__EXERCISE TEXT__
•••
Star Trek seems to be Modiphius big line... new book every other month or so, and smaller folio-sized stuff in between, a rate that has been hard due to approvals. Modiphius also is doing at least one a quarter for each of several other lines.

Let's look at the credits for 3 corebooks (Conan 2017, STA 2017, JCOM 2018)
  • Line Devs
    • C: Jason Durall & Chris Lites
    • STA: Dave Chapman And Sam Webb
    • JCOM: Jack Norris, Benn Graybeaton
  • Additional Development
    • JCOM: Benn Graybeaton
  • Writing:
    • C: Richard August, Timothy Brown, Michael Coker, Rachael Cruz, Vincent Darlage, Jason Durall, Chris Lites, Kevin Ross, Mark Finn, Jeffery Shanks & Monica Valentinelli
    • STA: Dave Chapman, Jim Johnson, Patrick Goodman, Ross Isaacs, Bill Maxwell, Jonathan Breese, Nathan Dowdell, John Snead, Oz Mills, Aaron Pollyea, Rob Wieland, Ade Smith, Anthony Jennings, Dan Taylor, Dayton Ward, Gareth-Michael Skarka, Giles Pritchard, Maggie Carroll, Steven Creech, Shawn Merwin, Sam Webb And Jacob Ross
    • JCOM: Richard August, Jennifer Baughman, Jason Brick, Darren Bulmer, Mark Carroll, Chris Lites, Bryan C.P. Steele, Jonathan M. Thompson, Peter Wright
Looks like Modiphius has used about 40 people across the currently still expanding lines. Less overlap than I expected, too. Some are undoubtedly freelancers... But I've not included Fallout nor Dune.

And while Free League lists about 8-10 staffers on their website, their books also show some extras not on the corporate website. They've got ALIEN, Twilight 2000, Mutant Year Zero (I got all 4 cores plus more for $45 this week in PDF via Bundle of Holding). Plus Vaesen, Tales from the Loop, Things from the Flood, Coriolis, Forbidden Lands, and the forthcoming Blade Runner. Coriolis appears to be finished. Releases are slow for all the year zero engine games. Plus, non-YZE, they have Mork Borg and The One Ring 2E.

And while I don't hesitate to say I think 2E is sorely inferior to 1E, it's still the best tolkien RPG in print...
 

Fenris-77

Small God of the Dozens
Supporter
Powered by the Apocalypse games are fun and pulpy. Things like Monster of the week can be great for an episodic adventure feel and easy to wrap up as a campaign.
•••
__PROVIDED INFORMATION__
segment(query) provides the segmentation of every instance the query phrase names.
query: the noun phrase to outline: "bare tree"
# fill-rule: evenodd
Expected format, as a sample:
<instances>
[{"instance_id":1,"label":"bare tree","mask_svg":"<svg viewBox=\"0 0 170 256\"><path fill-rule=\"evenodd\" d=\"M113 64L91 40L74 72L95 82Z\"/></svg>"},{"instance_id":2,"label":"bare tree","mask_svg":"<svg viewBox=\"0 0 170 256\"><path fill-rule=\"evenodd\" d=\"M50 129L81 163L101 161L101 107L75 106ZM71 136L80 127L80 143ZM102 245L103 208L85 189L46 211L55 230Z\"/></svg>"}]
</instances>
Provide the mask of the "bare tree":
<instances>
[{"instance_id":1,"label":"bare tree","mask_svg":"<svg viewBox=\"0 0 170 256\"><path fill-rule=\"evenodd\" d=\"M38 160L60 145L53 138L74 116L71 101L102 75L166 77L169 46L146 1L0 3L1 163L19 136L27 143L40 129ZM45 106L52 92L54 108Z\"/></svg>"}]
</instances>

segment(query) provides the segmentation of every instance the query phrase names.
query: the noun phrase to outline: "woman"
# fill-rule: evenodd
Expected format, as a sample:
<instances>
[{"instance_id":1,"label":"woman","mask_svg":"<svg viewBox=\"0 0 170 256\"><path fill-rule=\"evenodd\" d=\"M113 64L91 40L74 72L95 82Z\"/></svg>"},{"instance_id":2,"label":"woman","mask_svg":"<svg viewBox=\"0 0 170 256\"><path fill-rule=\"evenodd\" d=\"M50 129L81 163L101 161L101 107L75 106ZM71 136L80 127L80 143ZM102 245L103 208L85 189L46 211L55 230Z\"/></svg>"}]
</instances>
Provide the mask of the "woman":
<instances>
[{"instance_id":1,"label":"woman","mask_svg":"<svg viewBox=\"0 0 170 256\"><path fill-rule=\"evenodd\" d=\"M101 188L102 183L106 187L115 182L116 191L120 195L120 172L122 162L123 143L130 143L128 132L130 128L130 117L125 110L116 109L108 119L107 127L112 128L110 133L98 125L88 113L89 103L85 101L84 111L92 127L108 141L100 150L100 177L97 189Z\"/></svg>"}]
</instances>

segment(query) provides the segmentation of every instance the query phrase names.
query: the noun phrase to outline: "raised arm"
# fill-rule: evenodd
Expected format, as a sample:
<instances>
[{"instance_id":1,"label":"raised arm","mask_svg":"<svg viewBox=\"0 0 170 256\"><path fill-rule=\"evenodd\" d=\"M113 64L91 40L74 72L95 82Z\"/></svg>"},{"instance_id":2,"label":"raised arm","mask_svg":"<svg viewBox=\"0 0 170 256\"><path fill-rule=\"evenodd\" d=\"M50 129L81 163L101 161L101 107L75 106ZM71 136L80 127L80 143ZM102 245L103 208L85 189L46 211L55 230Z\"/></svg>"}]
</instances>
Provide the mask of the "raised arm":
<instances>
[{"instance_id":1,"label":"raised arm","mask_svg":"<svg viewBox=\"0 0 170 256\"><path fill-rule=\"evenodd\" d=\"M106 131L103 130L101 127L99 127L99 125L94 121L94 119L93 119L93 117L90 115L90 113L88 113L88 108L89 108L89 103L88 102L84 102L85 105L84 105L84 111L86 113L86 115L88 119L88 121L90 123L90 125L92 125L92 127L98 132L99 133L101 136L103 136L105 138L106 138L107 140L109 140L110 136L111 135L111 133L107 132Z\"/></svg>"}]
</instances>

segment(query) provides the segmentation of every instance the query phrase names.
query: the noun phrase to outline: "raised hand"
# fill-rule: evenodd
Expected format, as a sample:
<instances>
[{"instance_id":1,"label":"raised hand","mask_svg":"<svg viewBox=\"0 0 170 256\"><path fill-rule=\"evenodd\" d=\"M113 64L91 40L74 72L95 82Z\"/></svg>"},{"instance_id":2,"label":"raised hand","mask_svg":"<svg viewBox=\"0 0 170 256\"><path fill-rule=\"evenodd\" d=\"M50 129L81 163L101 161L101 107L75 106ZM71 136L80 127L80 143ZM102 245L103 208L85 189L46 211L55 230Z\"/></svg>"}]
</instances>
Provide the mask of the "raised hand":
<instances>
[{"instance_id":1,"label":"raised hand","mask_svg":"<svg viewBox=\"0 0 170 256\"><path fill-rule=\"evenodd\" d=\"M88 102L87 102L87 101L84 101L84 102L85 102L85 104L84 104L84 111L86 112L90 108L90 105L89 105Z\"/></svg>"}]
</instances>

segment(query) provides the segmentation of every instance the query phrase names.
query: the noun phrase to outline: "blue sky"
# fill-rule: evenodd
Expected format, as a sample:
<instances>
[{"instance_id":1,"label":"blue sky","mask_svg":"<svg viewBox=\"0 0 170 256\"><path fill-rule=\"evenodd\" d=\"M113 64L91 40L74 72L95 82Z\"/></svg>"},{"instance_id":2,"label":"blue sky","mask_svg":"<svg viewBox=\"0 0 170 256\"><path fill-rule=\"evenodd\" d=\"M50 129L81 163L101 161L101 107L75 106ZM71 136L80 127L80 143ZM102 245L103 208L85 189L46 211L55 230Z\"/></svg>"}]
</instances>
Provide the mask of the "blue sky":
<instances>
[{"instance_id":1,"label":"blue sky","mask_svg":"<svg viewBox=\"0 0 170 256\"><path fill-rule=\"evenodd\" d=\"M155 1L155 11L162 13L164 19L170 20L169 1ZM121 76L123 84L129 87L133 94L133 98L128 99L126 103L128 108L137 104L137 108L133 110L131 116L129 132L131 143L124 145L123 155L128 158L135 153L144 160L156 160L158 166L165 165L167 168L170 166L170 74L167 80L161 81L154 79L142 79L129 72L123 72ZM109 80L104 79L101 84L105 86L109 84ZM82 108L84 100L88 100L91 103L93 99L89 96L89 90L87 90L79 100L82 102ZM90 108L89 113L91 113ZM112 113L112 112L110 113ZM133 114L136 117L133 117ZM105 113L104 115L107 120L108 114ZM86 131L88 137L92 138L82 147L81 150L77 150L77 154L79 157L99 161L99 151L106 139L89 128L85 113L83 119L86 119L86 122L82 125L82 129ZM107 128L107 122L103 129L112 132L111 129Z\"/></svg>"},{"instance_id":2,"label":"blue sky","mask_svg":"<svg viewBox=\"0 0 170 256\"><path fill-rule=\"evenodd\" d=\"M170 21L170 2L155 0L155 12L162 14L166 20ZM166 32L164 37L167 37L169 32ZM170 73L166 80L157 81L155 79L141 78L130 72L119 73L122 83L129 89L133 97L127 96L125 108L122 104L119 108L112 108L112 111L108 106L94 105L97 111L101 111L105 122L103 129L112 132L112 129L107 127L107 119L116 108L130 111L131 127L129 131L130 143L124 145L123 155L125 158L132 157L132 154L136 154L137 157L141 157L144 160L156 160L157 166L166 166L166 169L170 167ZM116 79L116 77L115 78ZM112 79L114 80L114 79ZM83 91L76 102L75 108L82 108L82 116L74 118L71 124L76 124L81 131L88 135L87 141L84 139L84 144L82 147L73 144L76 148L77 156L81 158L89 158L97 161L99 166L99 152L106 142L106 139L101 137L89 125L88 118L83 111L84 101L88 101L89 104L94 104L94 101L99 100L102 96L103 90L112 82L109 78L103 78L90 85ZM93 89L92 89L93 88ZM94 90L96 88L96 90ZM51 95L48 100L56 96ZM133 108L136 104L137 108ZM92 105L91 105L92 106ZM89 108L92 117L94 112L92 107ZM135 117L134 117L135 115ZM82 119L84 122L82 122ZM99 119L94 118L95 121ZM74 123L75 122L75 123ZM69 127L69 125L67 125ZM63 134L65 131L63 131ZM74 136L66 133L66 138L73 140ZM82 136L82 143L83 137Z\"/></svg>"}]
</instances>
•••
__TASK ITEM 1__
Edit the forum post about tabletop RPG publishers. Begin at the words "And while Free" and stop after "One Ring 2E.", replacing "Free League" with "Fria Ligan".
__TASK ITEM 2__
List every person the forum post about tabletop RPG publishers names as a line developer.
__TASK ITEM 3__
Carry on the forum post about tabletop RPG publishers, starting after its last sentence.

__RESPONSE AREA 1__
And while Fria Ligan lists about 8-10 staffers on their website, their books also show some extras not on the corporate website. They've got ALIEN, Twilight 2000, Mutant Year Zero (I got all 4 cores plus more for $45 this week in PDF via Bundle of Holding). Plus Vaesen, Tales from the Loop, Things from the Flood, Coriolis, Forbidden Lands, and the forthcoming Blade Runner. Coriolis appears to be finished. Releases are slow for all the year zero engine games. Plus, non-YZE, they have Mork Borg and The One Ring 2E.

__RESPONSE AREA 2__
Jason Durall, Chris Lites, Dave Chapman, Sam Webb, Jack Norris, Benn Graybeaton

__RESPONSE AREA 3__
MotW was going to be my suggestion. PbtA is easy to run and the modern day monster hunting thing is super low cognitive overhead for players. They will almost assuredly be familair with at least some of the pop culture touchstones, like Supernatural or Buffy or whatever, and obviously knoq the setting (since they live in it).
 

MNblockhead

A Title Much Cooler Than Anything on the Old Site
Hi, I'll focus on your first three bullets:

  • break from swords & sorcery / fantasy would be great . Spies , espionage , sci-fi , etc đź‘Ť
  • rules light , good for online play - ToM or perhaps Zoom whiteboard or Owlbear Rodeo.
  • low cost or free quick start rules would be great or low cost buy in

Regarding "good for online play", your examples seem to suggest that you are open for tech-lite online play. Which opens things up considerable.

My first recommendation is to consider some one shots or 2-4 session adventures.

With that:

1. Labyrinth The Adventure Game, by River Horse Games (https://www.amazon.com/Jim-Hensons-Labyrinth-Adv-Game/dp/1916011551) - $36. A bit expensive for one book, but it is a great quality book. This is fantasy based on the Jim Henson movie. It is great for one shots. It is rules light and does not require much of time investment to get ready to play. You don't need a VTT to play, but it is nice to be able to display some of the location images and move some tokens around for a few locations. In the book is a link for digital files. Owlbear Rodeo or Role would be perfect.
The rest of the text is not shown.